MATERIAL FOR THIS TASK:
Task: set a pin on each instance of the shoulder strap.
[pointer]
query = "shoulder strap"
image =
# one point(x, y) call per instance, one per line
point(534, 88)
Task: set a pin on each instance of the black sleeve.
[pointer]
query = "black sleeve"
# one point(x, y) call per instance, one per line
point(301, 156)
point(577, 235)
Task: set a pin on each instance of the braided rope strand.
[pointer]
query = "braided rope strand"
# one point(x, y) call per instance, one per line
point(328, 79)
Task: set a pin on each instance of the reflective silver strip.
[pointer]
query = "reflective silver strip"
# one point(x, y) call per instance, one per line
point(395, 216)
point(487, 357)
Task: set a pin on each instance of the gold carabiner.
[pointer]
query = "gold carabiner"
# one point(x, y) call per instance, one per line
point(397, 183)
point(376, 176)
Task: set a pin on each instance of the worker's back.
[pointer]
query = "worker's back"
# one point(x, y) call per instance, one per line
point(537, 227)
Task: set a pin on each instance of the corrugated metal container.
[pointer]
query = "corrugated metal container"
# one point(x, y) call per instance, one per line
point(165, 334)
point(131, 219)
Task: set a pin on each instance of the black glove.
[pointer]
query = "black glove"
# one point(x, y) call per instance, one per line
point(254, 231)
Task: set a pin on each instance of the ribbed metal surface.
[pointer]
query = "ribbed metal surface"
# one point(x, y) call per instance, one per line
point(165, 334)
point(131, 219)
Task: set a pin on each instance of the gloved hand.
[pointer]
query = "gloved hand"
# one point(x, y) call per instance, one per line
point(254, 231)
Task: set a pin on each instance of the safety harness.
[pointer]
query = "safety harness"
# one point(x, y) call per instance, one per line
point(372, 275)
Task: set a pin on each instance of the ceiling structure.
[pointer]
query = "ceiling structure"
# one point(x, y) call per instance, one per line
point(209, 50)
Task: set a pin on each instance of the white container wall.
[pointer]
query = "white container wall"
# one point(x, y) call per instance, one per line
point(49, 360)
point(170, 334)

EXERCISE REQUIREMENTS: Match on "metal": copy every line in the records that has it.

TASK RESULT:
Task: set a pin on each instance of the corrugated metal container.
query = "corrugated metal container"
Task: set a pin on each instance of the ribbed metal surface.
query = "ribbed metal surface"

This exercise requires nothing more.